* [課題内容] 惣菜市場とお弁当屋の開業についての文章で、店舗型のお弁当屋を開業する場合はどの程度の開業コストを想定しておくとよいとされているか答えてください。

* [提供文章]
"""

引用:「2021 年惣菜市場規模」日本惣菜協会資料より
より細かく見てみると、特に食品スーパーやCVS(コンビニエンスストア)の売上水準が高く、強さが際立っています。
特にコンビニエンスストアは自社の専用工場を増設したり、家飲み層に向けておつまみメニューに注力するなど競争を勝ち抜く努力を惜しみません。
食品スーパーも自社製造に力を入れて低価格の実現かつ独自性を出してきています。それぞれが時代のニーズに合った販売戦略の元、厳しいコロナ禍を切り抜けてきました。
では、そもそも消費者が惣菜に求めるものとは何なのでしょうか?
同協会が 2022 年2月にまとめた消費者調査によれば惣菜を購入するときの基準となるものは下記の3つでした。
引用:「2021 年惣菜市場規模」日本惣菜協会資料より
「おいしさ」が「価格」を抑えて1位。味に対しての意識が高まっている背景には、外食機会が減少し、中食にプロの味を求めたい本音が垣間見えます。
実際に「今後購入したいもの」という問いに対して「家庭では作りづらい惣菜」がトップに。ただ、「野菜が多く含まれた惣菜」「栄養バランスのとれた惣菜」という回答もあり、味のおいしさに加えて健康志向の高まりも見て取れます。
今後、お弁当屋を開業するのであれば、このあたりを抑えた商品の提供ができるかどうかがポイントとなってくるでしょう。
お弁当屋といってもさまざまな形態での開業が可能です。ここでは代表的なお弁当屋の店舗形態を3つ紹介します。
店舗型とは、実店舗を構えて弁当専門店として営業するスタイルです。
店舗を構えることで認知はされやすいですが、お弁当のニーズが高いビジネス街やマンションの立ち並ぶ住宅街など立地は見定めなければなりません。
また、その街に住む年齢層はどの年代が多いのか、どのようなレストランが多いのかなどからニーズを見極め、お弁当のメニューにも反映させることが大切です。
お弁当屋を開業するスタイルの中では最も開業コストがかかり、数百万〜1000万円程度は想定しておいた方がよいでしょう。
人件費や水光熱費などの固定費もかかるため、それ以上の売上を上げ続けていかなければなりません。
しかし、安定した収益が見込めれば、長く続けていける営業形態でもあります。

"""

* [提供資料]

"""

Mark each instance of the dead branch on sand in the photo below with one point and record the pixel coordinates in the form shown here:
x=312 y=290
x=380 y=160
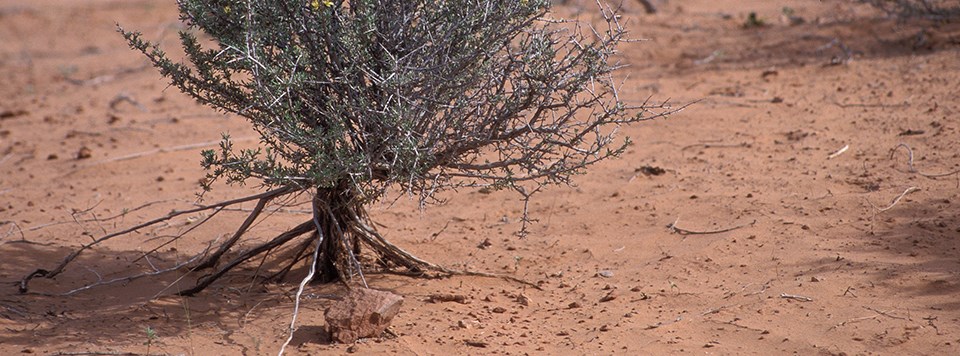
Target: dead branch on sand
x=674 y=228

"""

* [記述回答] 数百万〜1000万円程度です。